## Stated problem:
Starting at the line that contains "Expected behaviour: for every instance of the conifer", copy each line through the end of the listing below. Include both ends and output nothing more.

[Point annotation records]
- - - - - - -
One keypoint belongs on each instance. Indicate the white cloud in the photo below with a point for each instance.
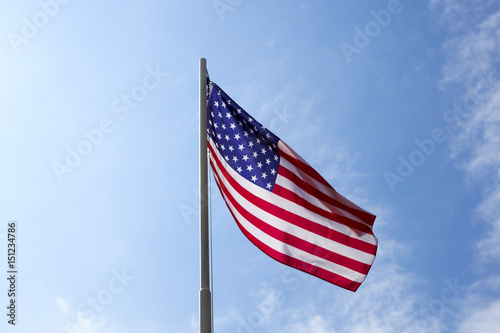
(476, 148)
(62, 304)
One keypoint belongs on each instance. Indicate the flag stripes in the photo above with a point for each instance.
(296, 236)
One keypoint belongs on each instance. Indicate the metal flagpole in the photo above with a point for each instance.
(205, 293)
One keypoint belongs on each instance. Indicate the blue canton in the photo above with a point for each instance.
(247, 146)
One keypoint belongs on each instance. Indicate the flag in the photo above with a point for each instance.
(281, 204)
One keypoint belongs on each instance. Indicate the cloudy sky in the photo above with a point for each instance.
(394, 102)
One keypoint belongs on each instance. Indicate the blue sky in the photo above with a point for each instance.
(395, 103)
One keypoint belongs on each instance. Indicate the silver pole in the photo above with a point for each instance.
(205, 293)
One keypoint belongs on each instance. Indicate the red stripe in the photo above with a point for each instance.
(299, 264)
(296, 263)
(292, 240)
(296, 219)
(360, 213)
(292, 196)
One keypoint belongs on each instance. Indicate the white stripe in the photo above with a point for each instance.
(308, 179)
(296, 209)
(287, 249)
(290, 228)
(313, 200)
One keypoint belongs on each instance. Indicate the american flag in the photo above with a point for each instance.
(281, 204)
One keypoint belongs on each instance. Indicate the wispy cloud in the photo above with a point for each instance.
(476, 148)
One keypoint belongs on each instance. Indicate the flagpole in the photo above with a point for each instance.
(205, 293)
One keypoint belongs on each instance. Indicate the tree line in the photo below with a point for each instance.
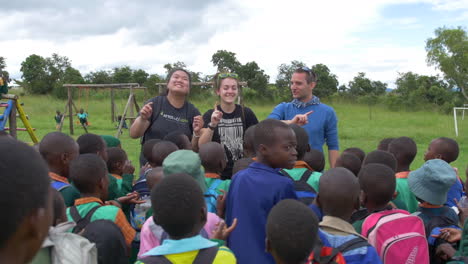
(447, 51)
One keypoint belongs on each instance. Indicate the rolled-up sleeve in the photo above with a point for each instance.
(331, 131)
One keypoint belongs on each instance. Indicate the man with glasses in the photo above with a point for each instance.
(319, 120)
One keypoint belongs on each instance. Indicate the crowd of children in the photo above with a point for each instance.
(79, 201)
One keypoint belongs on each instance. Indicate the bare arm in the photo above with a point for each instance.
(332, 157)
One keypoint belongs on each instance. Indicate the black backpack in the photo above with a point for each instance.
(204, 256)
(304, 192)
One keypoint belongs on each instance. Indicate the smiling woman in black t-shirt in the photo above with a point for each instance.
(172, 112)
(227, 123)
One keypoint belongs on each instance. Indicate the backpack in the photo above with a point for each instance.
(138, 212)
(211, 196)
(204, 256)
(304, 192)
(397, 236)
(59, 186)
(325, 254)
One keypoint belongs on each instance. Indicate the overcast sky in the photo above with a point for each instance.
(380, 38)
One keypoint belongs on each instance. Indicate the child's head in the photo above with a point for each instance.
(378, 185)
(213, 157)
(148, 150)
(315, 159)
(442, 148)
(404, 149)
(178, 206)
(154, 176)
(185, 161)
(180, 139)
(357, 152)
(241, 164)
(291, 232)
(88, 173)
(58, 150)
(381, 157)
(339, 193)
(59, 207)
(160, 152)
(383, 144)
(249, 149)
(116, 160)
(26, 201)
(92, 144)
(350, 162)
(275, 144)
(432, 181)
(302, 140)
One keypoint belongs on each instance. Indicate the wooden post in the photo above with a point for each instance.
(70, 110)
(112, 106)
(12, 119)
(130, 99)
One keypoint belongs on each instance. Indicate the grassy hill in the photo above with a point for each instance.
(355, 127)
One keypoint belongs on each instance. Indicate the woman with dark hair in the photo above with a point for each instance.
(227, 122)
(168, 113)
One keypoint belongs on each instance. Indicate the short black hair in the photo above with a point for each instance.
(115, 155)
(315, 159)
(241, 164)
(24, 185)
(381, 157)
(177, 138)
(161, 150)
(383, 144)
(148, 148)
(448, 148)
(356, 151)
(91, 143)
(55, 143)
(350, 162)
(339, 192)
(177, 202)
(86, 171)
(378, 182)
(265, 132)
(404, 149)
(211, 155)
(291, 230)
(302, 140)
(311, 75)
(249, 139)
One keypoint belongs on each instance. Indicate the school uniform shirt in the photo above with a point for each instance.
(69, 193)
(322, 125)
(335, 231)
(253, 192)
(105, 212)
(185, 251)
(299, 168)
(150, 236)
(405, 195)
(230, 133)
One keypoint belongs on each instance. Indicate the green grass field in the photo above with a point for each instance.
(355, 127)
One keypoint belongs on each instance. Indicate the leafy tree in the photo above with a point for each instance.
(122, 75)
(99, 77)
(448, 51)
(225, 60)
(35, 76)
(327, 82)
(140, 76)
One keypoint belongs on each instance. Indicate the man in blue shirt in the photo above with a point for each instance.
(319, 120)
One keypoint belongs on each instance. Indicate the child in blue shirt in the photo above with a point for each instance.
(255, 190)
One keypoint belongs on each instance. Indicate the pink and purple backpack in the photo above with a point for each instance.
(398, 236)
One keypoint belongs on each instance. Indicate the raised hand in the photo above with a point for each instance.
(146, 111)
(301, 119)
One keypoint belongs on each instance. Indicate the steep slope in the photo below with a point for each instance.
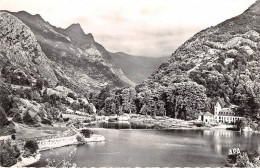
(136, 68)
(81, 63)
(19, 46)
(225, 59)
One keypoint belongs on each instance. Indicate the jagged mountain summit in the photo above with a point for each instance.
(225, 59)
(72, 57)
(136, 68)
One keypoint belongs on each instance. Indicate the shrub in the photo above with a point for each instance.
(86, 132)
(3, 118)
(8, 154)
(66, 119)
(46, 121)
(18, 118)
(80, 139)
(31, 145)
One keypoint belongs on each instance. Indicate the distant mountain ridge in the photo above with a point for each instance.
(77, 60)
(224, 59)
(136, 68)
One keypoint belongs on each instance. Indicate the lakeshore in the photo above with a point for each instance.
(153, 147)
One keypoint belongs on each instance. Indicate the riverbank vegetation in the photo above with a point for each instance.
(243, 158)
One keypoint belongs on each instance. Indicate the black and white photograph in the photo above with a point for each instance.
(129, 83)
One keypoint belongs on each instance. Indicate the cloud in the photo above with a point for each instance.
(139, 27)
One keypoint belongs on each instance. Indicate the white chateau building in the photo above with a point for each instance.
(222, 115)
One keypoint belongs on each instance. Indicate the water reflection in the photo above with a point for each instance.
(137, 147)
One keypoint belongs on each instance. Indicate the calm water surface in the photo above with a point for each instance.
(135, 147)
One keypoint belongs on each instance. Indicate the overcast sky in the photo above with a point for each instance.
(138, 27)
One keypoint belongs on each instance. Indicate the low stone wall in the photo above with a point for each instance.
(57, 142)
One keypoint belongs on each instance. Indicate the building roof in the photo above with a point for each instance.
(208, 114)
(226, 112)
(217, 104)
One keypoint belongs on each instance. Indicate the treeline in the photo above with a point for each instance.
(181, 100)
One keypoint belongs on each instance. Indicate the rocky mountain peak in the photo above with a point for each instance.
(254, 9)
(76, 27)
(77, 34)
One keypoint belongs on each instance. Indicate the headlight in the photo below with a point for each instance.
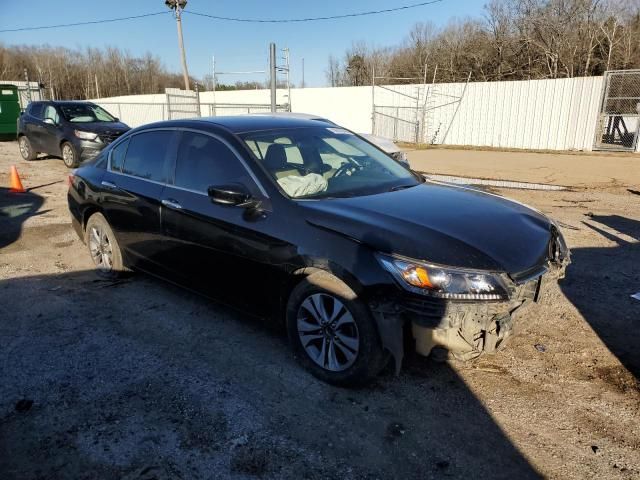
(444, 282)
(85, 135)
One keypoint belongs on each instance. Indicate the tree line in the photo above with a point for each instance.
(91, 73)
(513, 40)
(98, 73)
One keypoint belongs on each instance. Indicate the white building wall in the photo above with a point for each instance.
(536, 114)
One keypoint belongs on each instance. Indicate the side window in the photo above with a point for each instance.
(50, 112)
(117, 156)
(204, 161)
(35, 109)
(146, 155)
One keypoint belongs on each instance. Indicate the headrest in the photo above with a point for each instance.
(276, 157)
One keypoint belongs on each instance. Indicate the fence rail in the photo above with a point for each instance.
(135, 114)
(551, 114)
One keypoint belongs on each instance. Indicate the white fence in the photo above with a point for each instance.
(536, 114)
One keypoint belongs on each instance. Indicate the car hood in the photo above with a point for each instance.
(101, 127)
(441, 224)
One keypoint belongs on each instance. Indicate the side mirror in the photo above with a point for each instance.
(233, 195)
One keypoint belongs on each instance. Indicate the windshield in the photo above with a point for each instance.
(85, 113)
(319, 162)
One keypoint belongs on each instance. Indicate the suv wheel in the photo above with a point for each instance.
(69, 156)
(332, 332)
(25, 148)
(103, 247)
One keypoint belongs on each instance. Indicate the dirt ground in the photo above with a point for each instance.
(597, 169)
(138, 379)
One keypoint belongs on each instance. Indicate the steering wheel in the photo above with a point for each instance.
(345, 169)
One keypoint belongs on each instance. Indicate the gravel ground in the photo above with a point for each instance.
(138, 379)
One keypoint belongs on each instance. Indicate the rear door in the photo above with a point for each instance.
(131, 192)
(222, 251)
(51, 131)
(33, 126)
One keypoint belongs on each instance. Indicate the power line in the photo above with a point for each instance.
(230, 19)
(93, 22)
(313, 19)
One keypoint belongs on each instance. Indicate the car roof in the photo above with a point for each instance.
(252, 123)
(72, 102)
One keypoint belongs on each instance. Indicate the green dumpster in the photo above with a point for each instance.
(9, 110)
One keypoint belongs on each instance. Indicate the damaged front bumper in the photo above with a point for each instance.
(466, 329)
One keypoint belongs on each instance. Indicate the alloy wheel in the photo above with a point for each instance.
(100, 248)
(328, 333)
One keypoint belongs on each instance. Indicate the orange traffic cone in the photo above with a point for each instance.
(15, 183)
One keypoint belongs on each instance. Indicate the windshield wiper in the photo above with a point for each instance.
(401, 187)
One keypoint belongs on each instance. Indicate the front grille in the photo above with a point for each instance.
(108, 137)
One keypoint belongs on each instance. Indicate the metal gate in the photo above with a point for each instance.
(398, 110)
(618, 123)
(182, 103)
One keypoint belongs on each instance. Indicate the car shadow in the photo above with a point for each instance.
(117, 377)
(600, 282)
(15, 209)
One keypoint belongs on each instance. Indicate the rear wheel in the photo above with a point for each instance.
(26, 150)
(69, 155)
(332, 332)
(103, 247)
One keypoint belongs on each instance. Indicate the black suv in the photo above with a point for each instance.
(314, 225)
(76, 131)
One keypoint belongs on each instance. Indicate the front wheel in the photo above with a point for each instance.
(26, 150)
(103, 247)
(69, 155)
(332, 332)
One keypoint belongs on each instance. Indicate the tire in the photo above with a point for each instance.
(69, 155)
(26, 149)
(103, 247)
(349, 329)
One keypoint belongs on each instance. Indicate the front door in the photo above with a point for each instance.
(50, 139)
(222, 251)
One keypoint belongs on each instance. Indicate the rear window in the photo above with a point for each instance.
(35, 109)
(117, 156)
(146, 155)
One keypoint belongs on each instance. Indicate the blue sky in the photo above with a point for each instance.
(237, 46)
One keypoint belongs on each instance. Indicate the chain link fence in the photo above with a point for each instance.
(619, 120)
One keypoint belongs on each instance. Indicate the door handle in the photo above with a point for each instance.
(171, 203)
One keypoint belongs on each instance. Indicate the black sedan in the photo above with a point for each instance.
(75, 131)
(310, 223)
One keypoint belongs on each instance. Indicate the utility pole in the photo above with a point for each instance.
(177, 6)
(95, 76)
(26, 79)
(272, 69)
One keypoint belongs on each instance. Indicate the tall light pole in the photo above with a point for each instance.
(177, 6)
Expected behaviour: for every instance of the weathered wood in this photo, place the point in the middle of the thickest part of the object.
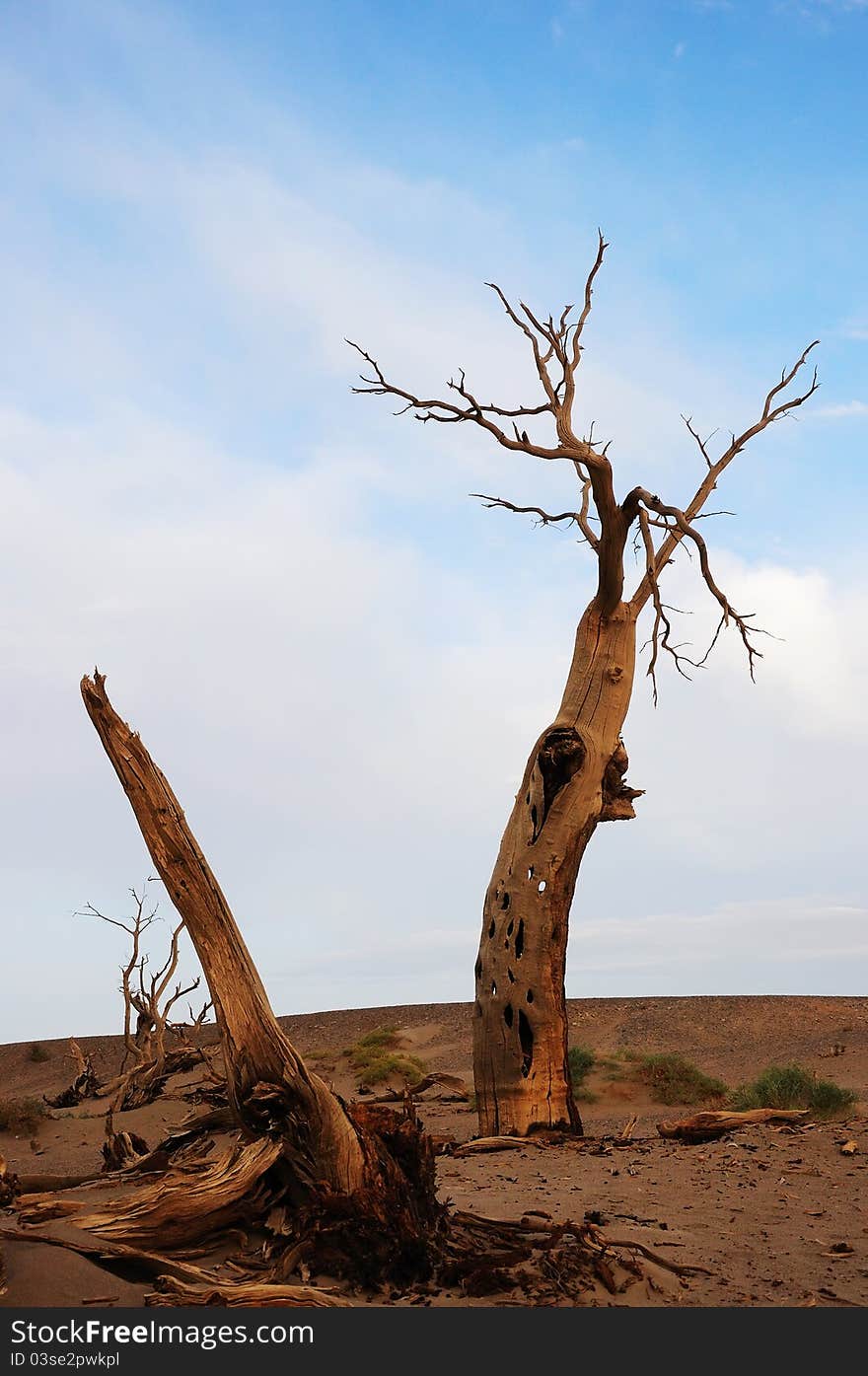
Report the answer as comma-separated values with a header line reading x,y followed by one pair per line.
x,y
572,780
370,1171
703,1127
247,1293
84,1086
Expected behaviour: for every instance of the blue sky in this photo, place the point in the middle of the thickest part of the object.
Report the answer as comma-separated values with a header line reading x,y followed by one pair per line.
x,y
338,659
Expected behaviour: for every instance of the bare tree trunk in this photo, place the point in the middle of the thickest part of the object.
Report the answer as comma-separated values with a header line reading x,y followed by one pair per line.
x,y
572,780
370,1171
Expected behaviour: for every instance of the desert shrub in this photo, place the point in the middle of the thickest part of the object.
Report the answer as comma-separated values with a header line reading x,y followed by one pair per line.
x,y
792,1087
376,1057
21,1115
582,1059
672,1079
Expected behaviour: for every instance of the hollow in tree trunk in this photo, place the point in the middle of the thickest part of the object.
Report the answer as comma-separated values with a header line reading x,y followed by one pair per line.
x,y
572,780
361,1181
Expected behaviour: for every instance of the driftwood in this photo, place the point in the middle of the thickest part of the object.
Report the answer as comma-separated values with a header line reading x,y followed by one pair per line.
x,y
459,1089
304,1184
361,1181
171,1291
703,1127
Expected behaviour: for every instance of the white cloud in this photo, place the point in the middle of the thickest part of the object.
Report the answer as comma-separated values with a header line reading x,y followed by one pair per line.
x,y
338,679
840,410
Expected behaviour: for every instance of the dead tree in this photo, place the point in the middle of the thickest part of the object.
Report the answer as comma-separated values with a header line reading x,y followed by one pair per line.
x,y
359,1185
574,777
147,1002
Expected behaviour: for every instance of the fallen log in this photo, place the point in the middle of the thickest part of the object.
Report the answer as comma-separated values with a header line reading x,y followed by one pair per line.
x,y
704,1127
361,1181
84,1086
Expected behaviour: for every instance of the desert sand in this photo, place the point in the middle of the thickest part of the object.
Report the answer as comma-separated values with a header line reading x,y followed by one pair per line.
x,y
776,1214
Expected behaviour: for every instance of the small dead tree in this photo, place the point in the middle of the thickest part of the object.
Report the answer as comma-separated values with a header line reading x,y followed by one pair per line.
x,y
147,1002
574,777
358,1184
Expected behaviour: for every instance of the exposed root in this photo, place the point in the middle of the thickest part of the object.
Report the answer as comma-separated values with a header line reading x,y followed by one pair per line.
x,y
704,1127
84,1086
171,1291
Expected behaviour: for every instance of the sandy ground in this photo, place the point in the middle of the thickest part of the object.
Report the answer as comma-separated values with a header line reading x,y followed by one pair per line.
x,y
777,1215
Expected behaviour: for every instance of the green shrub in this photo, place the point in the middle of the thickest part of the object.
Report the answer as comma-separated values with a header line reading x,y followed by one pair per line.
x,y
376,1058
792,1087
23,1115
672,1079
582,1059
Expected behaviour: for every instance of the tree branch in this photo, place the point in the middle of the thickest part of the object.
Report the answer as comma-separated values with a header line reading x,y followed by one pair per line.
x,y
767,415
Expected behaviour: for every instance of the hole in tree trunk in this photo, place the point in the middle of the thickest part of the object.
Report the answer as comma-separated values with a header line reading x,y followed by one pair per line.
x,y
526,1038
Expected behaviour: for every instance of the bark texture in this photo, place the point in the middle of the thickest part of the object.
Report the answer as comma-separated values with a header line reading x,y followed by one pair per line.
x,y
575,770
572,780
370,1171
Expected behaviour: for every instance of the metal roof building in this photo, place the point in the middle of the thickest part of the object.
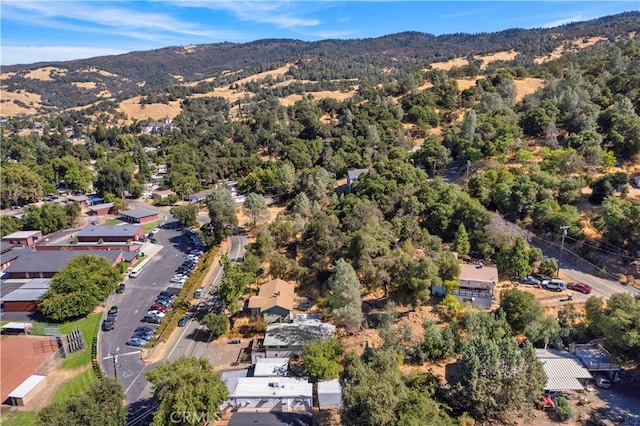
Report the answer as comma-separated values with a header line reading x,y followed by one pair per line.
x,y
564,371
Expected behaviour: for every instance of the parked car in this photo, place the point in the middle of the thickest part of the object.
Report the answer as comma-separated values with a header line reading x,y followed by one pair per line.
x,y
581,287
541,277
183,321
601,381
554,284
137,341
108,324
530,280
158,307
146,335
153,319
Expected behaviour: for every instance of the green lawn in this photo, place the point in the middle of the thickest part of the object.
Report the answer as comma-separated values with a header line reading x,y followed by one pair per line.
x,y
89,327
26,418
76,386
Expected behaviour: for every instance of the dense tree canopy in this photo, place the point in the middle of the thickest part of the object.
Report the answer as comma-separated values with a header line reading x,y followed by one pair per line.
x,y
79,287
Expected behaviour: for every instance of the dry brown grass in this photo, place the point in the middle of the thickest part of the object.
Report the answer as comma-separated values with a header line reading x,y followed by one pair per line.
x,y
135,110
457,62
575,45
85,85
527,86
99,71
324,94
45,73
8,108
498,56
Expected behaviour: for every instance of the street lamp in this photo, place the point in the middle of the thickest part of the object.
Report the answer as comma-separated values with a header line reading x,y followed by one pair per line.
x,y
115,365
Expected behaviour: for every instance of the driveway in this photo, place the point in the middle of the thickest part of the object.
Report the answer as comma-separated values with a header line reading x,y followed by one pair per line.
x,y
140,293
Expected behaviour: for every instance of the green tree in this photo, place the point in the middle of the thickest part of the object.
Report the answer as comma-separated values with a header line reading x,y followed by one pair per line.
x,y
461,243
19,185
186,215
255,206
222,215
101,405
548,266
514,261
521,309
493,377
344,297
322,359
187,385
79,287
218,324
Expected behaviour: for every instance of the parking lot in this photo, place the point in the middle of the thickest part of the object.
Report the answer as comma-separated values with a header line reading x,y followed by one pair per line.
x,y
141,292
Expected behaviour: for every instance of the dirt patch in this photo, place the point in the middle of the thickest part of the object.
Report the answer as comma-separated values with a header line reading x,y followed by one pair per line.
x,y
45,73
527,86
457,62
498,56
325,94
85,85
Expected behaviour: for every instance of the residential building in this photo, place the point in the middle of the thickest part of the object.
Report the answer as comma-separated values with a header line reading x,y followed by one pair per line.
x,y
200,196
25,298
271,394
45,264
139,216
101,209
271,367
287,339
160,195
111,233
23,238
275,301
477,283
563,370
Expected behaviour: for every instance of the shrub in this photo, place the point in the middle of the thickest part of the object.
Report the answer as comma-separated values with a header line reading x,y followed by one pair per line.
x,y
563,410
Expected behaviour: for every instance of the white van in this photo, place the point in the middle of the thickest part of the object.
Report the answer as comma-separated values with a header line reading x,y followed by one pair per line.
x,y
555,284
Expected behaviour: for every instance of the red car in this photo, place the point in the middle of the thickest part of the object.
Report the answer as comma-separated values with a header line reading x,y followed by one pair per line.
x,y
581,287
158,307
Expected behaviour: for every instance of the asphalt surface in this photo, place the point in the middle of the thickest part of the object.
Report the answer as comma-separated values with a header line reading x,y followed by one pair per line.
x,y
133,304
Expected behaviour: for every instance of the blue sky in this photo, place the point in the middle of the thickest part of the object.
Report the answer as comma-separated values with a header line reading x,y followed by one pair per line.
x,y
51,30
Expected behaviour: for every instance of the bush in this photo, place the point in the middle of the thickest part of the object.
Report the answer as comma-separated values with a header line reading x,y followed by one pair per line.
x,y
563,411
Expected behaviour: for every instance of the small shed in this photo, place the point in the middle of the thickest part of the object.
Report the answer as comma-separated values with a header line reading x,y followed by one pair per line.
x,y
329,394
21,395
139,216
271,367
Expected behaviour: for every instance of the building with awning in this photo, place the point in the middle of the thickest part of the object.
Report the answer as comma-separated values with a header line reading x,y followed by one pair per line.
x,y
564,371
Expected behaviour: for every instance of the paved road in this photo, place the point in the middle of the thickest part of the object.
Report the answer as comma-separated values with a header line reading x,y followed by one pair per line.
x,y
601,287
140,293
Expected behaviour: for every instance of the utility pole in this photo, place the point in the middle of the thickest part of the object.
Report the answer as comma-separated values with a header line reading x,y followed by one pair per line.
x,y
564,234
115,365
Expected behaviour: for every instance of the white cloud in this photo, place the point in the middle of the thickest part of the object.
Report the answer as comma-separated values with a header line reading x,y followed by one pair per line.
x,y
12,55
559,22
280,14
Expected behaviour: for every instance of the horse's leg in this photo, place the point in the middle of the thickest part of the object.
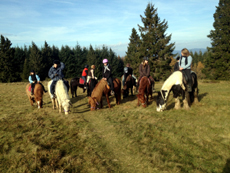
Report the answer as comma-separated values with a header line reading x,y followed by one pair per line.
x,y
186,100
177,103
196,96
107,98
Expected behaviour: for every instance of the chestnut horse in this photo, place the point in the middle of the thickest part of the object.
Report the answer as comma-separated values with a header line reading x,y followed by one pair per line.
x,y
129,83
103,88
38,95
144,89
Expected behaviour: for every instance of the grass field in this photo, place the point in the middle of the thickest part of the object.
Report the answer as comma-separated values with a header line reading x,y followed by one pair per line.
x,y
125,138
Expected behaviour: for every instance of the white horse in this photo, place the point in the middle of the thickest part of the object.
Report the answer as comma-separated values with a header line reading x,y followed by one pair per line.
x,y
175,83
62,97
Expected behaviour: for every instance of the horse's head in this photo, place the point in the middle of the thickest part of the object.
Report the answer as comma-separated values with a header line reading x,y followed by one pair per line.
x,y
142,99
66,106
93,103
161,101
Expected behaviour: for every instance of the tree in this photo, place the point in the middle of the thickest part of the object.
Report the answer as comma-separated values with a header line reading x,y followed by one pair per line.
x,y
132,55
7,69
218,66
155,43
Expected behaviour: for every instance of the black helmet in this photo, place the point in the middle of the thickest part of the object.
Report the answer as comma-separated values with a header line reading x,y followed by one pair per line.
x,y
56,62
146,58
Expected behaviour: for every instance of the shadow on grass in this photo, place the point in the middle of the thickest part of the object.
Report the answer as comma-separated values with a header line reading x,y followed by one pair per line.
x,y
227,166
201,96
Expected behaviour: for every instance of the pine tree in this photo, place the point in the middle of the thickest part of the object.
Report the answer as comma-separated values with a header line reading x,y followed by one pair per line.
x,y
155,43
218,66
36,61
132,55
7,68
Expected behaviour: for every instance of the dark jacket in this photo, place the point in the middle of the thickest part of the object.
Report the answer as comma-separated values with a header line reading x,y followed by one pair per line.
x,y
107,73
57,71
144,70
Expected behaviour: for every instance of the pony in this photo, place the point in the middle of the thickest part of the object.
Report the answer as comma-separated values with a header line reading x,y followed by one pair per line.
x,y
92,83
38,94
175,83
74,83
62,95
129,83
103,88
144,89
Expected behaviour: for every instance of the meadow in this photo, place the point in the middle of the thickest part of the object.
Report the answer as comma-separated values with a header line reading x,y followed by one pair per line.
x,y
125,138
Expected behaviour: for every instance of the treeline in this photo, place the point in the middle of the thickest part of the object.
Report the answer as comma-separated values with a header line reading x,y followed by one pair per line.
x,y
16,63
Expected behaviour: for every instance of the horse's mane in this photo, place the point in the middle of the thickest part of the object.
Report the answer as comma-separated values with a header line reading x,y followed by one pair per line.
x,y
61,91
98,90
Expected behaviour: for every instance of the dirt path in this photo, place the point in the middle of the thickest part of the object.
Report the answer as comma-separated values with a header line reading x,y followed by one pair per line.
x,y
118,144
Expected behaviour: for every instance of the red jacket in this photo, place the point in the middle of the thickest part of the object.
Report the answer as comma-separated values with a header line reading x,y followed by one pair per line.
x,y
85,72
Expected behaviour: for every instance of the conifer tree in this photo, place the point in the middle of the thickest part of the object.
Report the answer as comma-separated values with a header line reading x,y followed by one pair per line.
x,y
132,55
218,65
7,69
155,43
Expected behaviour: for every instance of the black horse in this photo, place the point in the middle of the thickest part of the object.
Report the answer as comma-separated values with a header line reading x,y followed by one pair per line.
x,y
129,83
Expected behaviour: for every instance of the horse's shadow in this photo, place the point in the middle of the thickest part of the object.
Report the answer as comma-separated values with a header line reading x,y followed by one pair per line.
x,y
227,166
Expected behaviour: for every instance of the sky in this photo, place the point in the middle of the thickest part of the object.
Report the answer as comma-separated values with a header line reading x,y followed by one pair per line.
- - - - - - -
## Exercise output:
Expected behaviour: for every instance of the conifer tree in this photo, place the point in the middle of the thickest part of the object.
Report the answer as comma-separated values with a header line reading x,y followed by one pair per line.
x,y
132,55
218,65
7,69
155,43
Expected behaviour: for every instance of the black horse in this photo, place the point in the middle of the thickest part of the object.
Report the answer as comma-separated values with a header line reading x,y followed by one pair per line.
x,y
129,83
Expected behaviour: for every instance of the horse's shadow in this photo, place the point in the middle of the thickest part of the object.
Report the answer as comma-separated values with a header line reading x,y followed by one pair per line.
x,y
227,166
Expected behaviour: for every instance of the sky in this photo, place the point in the middle of the thickest part of the object.
Report the answer as comma-separated values with a header line reading x,y followed by one pair per line.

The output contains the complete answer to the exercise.